::: RECORDS FOR THIS TASK :::

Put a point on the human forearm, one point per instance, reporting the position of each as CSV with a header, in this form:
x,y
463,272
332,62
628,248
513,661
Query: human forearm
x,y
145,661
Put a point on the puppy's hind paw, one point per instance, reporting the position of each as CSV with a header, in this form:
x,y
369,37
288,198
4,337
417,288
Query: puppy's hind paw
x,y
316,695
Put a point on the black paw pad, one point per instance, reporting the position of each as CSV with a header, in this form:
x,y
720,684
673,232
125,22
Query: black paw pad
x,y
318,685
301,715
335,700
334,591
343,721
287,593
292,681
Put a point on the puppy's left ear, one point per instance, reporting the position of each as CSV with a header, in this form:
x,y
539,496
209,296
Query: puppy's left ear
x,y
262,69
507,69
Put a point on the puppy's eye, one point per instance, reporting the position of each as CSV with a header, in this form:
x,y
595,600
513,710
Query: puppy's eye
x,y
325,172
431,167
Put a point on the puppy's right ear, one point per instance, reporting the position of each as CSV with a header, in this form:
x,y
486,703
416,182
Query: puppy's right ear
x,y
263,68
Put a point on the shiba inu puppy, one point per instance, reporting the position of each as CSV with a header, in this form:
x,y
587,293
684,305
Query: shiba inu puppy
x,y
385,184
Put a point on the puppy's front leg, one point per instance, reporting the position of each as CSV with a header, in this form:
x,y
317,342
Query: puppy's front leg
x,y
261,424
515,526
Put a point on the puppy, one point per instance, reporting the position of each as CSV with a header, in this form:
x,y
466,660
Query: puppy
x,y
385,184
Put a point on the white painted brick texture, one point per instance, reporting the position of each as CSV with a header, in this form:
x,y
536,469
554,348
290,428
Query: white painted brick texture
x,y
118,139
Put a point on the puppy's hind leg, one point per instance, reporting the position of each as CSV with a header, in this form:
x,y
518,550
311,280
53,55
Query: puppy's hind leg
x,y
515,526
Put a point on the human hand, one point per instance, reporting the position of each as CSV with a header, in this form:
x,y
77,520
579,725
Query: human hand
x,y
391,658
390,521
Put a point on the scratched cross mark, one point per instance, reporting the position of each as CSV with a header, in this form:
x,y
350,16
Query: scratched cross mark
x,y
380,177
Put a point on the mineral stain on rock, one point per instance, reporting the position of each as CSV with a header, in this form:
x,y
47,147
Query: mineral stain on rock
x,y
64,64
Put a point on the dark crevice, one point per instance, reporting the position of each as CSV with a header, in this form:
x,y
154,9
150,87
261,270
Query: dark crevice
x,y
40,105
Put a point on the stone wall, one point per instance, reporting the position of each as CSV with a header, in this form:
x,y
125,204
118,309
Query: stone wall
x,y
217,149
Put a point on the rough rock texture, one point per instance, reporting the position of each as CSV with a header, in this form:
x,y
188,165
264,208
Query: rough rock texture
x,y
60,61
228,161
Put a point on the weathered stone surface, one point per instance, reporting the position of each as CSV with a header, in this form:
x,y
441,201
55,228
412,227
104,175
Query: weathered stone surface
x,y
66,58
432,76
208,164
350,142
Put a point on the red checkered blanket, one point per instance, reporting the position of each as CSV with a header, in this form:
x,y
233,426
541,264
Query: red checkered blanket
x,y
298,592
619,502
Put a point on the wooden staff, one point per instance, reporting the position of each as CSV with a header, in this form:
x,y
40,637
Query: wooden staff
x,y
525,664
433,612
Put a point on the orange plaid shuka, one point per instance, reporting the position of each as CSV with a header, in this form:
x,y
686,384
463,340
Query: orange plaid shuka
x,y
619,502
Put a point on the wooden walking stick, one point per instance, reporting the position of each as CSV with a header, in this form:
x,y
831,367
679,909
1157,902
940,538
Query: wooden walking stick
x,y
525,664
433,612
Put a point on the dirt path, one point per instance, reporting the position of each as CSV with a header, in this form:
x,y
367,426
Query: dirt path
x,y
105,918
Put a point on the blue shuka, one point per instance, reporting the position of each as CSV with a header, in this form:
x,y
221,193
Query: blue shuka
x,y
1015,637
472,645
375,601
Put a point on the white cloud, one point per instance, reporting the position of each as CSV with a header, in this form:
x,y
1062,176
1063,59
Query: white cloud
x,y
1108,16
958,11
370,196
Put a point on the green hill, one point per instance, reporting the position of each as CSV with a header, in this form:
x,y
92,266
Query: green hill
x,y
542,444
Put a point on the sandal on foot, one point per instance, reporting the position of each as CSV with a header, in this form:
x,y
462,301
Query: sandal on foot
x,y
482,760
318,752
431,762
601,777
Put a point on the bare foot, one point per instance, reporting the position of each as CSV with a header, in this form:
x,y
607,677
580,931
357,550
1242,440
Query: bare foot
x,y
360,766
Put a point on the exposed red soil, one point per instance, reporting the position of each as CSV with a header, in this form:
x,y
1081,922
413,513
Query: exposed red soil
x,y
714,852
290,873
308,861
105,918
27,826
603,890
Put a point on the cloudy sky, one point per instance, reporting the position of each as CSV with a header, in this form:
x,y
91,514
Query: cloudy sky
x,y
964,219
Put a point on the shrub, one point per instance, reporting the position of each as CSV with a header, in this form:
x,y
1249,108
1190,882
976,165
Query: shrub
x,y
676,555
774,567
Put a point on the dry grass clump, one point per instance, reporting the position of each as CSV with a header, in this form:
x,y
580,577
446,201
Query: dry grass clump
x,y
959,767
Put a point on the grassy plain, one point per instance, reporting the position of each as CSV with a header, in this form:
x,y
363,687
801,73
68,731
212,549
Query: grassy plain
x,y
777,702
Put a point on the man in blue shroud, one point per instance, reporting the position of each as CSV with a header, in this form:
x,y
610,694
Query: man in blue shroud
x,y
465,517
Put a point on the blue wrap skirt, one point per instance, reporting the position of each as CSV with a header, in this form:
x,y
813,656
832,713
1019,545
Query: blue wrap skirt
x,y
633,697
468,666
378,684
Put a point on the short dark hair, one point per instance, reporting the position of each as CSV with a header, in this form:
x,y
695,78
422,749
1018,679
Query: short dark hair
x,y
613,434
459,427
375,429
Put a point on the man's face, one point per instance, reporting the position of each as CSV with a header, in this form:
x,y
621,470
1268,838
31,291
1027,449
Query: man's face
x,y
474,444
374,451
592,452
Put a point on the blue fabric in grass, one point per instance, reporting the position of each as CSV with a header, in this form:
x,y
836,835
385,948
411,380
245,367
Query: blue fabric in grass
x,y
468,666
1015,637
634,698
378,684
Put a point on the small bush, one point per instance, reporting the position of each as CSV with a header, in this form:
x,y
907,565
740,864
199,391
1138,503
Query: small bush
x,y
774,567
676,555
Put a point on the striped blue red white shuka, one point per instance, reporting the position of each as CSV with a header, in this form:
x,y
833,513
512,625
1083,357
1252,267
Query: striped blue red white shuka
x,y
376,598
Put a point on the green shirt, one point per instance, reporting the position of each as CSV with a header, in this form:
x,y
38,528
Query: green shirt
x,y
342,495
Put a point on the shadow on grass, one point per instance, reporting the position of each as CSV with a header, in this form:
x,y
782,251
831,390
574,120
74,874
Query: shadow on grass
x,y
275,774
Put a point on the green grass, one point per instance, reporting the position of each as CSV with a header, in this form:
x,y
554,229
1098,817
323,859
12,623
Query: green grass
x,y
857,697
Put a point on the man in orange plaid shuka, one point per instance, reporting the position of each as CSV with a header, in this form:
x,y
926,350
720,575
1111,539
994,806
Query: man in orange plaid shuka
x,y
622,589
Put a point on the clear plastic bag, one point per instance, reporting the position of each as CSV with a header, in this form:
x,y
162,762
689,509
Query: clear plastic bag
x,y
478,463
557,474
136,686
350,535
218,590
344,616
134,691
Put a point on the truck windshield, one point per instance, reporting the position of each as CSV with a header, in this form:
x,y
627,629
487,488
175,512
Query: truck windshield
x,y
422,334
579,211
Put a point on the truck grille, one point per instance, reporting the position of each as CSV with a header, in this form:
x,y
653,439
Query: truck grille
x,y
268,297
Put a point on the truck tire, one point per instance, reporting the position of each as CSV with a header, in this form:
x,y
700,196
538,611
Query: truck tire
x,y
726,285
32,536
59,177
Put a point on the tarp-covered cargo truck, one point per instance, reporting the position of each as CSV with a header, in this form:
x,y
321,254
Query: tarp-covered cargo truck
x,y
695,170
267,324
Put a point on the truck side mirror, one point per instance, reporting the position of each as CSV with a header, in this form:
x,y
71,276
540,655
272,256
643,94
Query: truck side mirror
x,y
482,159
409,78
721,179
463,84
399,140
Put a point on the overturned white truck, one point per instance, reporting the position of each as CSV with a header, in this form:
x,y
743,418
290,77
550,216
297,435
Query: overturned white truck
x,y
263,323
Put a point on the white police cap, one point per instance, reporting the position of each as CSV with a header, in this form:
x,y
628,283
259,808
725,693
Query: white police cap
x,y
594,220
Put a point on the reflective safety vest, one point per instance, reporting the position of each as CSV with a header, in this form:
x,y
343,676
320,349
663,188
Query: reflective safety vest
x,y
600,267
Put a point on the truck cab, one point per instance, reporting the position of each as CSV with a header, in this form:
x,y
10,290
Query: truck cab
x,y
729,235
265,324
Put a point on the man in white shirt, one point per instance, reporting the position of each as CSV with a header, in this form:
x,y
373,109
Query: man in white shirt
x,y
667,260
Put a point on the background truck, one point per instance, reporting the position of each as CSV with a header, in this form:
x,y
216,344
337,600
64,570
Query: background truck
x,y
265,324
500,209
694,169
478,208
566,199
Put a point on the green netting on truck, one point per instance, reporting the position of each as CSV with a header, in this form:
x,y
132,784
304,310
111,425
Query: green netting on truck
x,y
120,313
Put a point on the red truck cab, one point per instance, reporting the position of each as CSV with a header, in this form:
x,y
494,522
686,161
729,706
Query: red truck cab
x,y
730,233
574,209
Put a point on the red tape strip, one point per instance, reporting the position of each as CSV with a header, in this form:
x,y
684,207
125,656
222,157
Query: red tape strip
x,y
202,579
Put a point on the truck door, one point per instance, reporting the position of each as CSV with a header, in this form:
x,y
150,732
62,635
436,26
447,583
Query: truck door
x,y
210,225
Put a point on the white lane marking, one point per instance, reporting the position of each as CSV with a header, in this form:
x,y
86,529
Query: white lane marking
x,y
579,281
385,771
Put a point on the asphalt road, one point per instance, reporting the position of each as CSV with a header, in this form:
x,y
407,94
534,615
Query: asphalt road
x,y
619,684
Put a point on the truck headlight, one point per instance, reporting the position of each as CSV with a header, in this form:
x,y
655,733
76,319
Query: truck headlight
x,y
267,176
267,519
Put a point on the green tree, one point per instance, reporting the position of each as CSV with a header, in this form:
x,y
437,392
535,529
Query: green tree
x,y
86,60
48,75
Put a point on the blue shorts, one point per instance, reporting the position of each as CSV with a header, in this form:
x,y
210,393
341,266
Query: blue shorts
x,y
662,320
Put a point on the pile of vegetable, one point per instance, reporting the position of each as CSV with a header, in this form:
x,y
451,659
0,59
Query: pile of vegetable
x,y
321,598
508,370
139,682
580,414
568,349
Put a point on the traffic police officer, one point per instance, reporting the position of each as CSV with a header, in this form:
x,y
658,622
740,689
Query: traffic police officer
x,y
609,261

:::

YOUR GOAL: Produce an exact repeat of the lines from the one containing "Put a point on the white lane" through the last line of the data, and nothing more.

RESPONSE BELOW:
Put a point on the white lane marking, one point per instance, reporting the position of each as CSV with a header, in this form:
x,y
86,529
Query: white lane marking
x,y
579,281
385,771
Put a point on the asphalt road, one point per instance, reporting the position of each as CSV with a header, in this form:
x,y
407,94
534,615
Query: asphalt road
x,y
619,684
Put a point on the truck headlight, one point per instance, reporting the position of each as CSV with a header, in this form:
x,y
655,733
76,319
Query: truck headlight
x,y
267,176
267,519
Put a point on the green tree, one point per instance, reporting the position of each as CSV with a header, in this form:
x,y
437,392
535,529
Query: green tree
x,y
86,60
48,75
Put a point on the blue shorts, one point per instance, reporting the position of each as CSV with a header, in this form:
x,y
210,393
341,266
Query: blue shorts
x,y
662,320
Put a point on the pile of vegetable, one point per instance, reporting the position of each as CSV with a header, in this form:
x,y
451,659
0,59
Query: pile of vegetable
x,y
321,598
508,370
139,682
580,414
568,349
Put a point on the traffic police officer, one point per instance, reporting the position of each as CSV with a header, in this form:
x,y
658,622
740,689
Query: traffic police officer
x,y
609,261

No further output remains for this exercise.